From Casetext: Smarter Legal Research

Brandon v. State

Supreme Court of Arkansas
Sep 25, 1989
300 Ark. 32 (Ark. 1989)

Summary

holding that failure to object to circuit court's omission under § 5-4-310(b) precluded our consideration

Summary of this case from Seamster v. State

Opinion

No. CR 89-130

Opinion delivered September 25, 1989

1. CRIMINAL PROCEDURE — REVOCATION OF SUSPENSION — PRELIMINARY HEARING. — Ark. Code Ann. 5-4-310(a)(1) (1987) provides for a preliminary hearing to determine if there is reasonable cause to believe the defendant has violated a condition of suspension, but a preliminary hearing is not required if the defendant is arrested for committing another criminal offense. 2. APPEAL ERROR — FAILURE TO OBJECT BELOW. — Failure to object below precludes the appellate court's consideration of the issue on appeal. 3. WITNESSES — VICTIM OF CRIME HAS A RIGHT TO BE IN COURTROOM NOTWITHSTANDING A.R.E. RULE 615. — The victim of a crime has a right to be in the courtroom notwithstanding A.R.E. Rule 615. 4. TRIAL — COURT CORRECT TO DENY REQUEST TO TAKE POLYGRAPH EXAM. — Since a prerequisite for using the results of a polygraph exam as evidence is that the state stipulate that the results may be admitted, and where the state did not do so, the judge correctly denied appellant's request for a chance to take a polygraph exam. 5. CRIMINAL LAW — REVOCATION OF SUSPENSION — STATE'S BURDEN OF PROOF. — The state must prove by a preponderance of the evidence that the defendant inexcusably failed to comply with a condition of suspension. 6. APPEAL ERROR — REVIEW OF REVOCATION OF SUSPENSION. — Unless the trial judge's decision to revoke suspension is clearly against the preponderance of the evidence, the appellate court will not set it aside. 7. CRIMINAL LAW — REVOCATION OF SUSPENSION — SUFFICIENT EVIDENCE. — Where the victim reported an intruder at 4:30 a.m., the police saw appellant walking 100 yards from the victim's house, appellant tried to throw away two wallets when he saw the police approach, the wallets contained the amount of money that was reported missing, the wallets were identified as belonging to the victim, and officers found a prescription bottle with the victim's name on it in appellant's pocket, there was sufficient evidence to support revocation of appellant's suspended sentence.

* [Task requirements]
Resume the Brandon v. State court opinion from the point where it stops. The rows that come next have no connection to the court opinion above.

Pointing dataset records:

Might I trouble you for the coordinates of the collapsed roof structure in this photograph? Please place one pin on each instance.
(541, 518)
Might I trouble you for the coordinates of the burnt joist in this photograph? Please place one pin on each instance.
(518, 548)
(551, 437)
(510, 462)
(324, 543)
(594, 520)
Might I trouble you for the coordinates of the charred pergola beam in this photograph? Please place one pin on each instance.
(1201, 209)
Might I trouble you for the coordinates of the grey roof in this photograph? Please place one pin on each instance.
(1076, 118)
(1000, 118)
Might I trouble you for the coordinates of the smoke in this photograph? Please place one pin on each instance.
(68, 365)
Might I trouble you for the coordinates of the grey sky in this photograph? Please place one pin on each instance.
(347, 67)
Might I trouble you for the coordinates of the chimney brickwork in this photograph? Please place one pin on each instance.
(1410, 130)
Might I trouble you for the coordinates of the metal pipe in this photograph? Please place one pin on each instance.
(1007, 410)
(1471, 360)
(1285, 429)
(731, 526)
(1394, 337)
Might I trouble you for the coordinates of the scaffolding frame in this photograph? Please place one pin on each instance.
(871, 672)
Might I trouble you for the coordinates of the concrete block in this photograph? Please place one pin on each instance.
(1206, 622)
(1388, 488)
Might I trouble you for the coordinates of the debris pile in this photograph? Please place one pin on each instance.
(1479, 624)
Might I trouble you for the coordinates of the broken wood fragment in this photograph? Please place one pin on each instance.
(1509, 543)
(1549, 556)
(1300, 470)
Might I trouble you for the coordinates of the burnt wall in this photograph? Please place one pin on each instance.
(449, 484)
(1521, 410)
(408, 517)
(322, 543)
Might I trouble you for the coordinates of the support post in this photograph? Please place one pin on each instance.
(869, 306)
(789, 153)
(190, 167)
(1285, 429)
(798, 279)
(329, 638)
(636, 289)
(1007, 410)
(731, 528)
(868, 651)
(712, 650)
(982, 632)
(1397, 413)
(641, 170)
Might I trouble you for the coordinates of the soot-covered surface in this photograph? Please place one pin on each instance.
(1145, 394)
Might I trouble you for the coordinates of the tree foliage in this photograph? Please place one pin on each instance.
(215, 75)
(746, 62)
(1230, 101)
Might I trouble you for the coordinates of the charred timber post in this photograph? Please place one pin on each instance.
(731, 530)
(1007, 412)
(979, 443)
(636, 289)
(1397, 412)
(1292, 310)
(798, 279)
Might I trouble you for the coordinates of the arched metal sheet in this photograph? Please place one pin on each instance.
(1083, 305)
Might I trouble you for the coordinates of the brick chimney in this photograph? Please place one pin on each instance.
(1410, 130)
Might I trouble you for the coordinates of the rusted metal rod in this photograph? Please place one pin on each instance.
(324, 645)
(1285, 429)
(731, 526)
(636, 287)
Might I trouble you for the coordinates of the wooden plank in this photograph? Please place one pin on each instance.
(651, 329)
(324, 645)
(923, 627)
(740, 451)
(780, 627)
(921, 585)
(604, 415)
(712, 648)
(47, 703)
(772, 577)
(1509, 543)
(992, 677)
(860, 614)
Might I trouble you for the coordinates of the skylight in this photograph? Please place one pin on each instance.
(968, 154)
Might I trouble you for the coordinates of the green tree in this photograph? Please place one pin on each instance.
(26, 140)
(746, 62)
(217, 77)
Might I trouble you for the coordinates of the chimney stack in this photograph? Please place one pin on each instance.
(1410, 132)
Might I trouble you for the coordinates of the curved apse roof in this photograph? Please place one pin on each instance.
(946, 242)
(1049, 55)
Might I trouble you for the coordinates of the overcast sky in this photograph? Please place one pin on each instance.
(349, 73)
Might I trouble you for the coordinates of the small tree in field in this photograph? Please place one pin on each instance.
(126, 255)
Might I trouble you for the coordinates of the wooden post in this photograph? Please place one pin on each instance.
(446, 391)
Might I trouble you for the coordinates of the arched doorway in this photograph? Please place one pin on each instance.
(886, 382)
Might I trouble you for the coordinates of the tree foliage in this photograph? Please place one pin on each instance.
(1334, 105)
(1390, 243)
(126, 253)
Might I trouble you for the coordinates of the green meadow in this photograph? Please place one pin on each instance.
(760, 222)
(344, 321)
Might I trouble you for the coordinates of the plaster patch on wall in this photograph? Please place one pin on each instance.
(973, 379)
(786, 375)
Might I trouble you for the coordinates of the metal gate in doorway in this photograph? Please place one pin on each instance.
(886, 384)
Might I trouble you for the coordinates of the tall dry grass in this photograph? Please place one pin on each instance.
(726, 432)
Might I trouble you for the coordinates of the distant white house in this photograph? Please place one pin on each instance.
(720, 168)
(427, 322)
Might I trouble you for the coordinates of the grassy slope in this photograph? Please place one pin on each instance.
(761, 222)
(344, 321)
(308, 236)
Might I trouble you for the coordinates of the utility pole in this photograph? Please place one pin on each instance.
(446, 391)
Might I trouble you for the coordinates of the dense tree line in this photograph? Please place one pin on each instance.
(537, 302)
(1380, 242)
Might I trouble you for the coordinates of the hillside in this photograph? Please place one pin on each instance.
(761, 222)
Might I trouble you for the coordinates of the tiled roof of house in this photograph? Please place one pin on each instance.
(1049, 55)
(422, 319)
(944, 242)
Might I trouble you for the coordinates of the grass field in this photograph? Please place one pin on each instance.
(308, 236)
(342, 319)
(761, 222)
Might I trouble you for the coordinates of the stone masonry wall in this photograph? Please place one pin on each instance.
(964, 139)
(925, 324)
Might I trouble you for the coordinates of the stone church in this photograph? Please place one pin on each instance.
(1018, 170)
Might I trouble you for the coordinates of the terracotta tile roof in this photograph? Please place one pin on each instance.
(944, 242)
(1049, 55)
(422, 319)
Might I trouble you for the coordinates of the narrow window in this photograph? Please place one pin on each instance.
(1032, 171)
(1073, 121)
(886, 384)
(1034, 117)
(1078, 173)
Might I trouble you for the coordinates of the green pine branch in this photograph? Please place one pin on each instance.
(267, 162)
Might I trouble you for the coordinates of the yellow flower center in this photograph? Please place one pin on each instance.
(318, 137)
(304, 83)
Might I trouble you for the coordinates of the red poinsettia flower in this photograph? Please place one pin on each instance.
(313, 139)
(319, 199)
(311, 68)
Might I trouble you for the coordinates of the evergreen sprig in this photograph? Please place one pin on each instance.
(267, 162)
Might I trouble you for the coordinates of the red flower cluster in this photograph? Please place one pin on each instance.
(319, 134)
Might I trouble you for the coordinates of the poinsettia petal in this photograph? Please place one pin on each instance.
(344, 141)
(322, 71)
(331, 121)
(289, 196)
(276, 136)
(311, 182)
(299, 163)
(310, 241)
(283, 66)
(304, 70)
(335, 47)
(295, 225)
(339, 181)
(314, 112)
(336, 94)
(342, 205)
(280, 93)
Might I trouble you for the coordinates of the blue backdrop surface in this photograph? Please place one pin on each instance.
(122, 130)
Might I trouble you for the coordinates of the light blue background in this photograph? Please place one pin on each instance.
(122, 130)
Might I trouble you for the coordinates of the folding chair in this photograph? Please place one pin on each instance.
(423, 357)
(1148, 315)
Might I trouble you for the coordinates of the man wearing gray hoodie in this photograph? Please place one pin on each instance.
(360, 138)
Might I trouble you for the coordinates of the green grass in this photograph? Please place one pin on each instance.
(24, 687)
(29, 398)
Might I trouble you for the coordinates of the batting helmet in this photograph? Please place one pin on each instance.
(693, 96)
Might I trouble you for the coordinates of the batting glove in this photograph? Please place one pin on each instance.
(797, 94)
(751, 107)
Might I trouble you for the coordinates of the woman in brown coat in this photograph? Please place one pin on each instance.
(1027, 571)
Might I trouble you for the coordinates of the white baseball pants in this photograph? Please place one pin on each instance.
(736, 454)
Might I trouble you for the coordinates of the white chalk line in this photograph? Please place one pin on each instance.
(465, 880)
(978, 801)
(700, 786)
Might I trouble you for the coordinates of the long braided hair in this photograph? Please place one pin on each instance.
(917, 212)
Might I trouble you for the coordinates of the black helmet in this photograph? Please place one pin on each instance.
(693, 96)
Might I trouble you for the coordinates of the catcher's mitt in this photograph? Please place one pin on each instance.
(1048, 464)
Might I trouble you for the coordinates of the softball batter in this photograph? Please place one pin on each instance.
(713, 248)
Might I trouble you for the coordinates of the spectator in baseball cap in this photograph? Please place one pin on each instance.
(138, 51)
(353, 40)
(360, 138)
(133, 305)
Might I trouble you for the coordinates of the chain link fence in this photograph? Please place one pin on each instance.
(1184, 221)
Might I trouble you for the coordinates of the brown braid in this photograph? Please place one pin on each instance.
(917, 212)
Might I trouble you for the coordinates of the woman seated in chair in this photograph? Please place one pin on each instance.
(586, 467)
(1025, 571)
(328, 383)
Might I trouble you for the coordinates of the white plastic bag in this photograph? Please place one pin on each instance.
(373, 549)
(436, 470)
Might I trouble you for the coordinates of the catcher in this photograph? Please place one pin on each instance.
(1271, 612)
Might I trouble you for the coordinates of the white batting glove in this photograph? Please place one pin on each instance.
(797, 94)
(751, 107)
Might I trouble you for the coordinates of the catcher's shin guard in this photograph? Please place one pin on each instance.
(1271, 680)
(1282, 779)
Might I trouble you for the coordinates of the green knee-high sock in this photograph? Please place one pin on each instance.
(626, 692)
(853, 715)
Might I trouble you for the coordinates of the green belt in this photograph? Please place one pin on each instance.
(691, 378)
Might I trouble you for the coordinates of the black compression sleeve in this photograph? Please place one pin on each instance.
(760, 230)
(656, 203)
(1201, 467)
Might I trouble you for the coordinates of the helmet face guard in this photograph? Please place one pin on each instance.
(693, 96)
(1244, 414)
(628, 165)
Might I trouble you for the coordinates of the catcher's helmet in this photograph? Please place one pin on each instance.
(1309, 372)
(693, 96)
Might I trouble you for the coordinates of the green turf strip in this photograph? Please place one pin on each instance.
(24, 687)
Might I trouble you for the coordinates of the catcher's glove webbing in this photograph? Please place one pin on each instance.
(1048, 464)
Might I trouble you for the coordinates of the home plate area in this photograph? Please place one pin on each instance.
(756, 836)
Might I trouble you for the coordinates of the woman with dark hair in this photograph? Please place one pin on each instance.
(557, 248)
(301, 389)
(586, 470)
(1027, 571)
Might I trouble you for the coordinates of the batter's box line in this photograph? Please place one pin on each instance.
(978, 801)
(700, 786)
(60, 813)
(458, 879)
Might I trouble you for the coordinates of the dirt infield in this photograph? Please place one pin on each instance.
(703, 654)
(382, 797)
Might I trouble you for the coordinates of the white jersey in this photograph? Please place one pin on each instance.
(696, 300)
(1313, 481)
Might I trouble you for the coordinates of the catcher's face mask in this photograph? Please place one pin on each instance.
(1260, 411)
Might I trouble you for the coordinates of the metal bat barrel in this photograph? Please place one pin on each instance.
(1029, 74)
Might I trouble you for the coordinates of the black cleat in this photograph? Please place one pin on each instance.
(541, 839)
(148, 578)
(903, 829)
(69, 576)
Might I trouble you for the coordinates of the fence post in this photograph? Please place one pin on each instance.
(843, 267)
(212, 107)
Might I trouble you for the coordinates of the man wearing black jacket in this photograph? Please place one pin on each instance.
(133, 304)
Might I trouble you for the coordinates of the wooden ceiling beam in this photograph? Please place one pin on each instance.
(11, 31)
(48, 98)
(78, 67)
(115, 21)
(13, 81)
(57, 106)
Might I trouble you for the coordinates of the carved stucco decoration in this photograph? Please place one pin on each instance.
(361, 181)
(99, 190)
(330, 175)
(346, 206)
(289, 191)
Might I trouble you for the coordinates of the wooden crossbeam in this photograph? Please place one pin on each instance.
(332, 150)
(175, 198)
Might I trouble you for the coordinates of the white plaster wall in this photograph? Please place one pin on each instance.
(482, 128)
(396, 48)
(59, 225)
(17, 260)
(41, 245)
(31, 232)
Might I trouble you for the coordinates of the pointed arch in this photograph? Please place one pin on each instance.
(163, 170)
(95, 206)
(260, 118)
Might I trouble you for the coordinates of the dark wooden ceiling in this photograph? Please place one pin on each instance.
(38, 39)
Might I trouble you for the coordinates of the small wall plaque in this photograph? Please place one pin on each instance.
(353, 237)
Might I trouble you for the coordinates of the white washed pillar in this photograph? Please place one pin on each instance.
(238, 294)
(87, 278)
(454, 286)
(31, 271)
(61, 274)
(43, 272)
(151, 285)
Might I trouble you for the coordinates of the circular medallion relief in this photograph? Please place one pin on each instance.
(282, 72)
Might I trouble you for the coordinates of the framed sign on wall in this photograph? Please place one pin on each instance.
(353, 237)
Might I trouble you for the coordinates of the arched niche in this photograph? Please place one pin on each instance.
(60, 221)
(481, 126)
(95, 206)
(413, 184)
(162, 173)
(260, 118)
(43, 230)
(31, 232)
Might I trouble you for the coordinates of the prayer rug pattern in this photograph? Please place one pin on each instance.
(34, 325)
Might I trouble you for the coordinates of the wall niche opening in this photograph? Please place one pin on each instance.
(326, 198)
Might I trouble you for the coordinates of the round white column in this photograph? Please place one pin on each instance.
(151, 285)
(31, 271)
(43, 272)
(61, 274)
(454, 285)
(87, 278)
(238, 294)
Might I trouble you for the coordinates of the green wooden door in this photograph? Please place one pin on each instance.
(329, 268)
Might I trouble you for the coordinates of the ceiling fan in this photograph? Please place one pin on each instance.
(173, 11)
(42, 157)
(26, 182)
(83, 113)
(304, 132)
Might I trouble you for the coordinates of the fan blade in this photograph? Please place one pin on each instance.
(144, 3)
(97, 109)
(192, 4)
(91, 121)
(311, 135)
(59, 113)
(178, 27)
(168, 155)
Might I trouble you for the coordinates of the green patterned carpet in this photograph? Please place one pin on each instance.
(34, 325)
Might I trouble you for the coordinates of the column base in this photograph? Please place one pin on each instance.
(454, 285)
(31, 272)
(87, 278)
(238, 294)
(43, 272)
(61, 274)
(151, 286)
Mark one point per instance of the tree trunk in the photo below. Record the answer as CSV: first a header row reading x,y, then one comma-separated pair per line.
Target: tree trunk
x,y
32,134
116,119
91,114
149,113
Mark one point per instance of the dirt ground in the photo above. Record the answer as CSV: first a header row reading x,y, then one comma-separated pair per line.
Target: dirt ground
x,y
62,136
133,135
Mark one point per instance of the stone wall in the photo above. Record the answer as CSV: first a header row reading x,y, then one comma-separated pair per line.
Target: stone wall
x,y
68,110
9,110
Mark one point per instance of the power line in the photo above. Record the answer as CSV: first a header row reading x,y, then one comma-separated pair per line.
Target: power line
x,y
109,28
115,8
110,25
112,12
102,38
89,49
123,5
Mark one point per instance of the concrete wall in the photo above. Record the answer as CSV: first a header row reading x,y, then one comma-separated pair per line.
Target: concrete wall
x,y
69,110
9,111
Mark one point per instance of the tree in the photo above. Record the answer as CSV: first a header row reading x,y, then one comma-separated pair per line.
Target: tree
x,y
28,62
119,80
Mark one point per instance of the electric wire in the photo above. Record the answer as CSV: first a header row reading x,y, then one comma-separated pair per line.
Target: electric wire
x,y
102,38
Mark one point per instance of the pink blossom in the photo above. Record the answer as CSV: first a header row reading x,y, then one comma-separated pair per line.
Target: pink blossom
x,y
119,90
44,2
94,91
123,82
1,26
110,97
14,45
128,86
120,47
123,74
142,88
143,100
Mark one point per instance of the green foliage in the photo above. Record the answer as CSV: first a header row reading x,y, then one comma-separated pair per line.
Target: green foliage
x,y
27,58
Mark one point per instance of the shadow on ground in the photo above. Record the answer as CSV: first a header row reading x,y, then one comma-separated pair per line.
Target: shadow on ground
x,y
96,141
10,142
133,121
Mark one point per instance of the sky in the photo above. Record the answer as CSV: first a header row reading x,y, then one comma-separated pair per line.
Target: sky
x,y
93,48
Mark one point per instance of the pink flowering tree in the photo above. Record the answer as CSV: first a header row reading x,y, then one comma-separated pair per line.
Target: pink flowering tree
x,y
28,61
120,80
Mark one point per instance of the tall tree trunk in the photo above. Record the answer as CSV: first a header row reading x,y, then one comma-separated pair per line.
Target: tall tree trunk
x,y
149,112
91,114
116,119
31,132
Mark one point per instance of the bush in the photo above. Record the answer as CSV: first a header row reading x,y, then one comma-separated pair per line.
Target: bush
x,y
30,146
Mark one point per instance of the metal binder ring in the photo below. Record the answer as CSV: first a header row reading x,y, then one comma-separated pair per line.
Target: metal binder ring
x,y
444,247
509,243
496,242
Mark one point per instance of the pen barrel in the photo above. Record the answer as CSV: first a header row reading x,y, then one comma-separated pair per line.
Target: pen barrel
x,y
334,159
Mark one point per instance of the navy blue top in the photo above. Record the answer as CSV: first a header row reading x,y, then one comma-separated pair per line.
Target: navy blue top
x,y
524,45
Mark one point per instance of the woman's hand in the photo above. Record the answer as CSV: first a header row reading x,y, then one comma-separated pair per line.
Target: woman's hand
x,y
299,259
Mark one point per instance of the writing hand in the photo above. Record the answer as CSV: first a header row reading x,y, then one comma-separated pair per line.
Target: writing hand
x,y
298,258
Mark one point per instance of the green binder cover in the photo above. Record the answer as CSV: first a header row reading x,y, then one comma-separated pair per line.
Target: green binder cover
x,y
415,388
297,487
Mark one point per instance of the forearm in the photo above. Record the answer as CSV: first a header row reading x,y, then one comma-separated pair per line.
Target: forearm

* [Final result]
Appeal from Phillips Circuit Court; Harvey L. Yates, Judge; affirmed.

Schieffler Law Firm, for appellant.

Steve Clark, Att'y Gen., by: Ann Purvis, Asst. Att'y Gen., for appellee.


Brandon was free on a suspended imposition of a sentence for burglary when he was charged with burglary and theft involving the home and property of Mr. and Mrs. A. B. Heard of West Helena. The state not only filed charges on those offenses, but petitioned the court to revoke the suspended sentence. After a hearing, the judge found Brandon had violated a condition of his suspension and sentenced him to twenty years imprisonment. We affirm.

Five arguments are made for reversal, and all are meritless. First, Brandon asks for reversal because the court failed to conduct a preliminary revocation hearing (a final hearing was held within sixty days after the petition to revoke was filed). Ark. Code Ann. 5-4-310(a)(1) (1987) provides for a preliminary hearing to determine if there is reasonable cause to believe the defendant has violated a condition of suspension. But a preliminary hearing is not required if the defendant is arrested for committing another criminal offense. Here, Brandon was not arrested for violating a condition of his suspension but for burglarizing the Heards' home. The federal courts have made this distinction, which we consider a sensible one. See United States v. Saykally, 777 F.2d 1286 (7th Cir. 1985); United States v. Diaz-Burgos, 601 F.2d 983 (9th Cir. 1979); Thomas v. United States, 391 F. Supp. 202 (W.D. Pa. 1975).

Brandon's second argument is that the trial court failed to furnish a written statement of the evidence relied on and the reasons for the revocation. See Ark. Code Ann. 5-4-310(b)(5) (1987). He made no objection to the court's omission which precludes our consideration of the issue. Lockett v. State, 271 Ark. 860, 611 S.W.2d 500 (1981).

Error is also claimed because Mr. Heard remained in the courtroom during his wife's testimony even though the appellant had requested the witness sequestration rule. See A.R.E. Rule 615. Mr. Heard was a victim of the crime and had the right to be present notwithstanding Rule 615. See Stephens v. State, 290 Ark. 440, 720 S.W.2d 301 (1986); A.R.E. Rule 616.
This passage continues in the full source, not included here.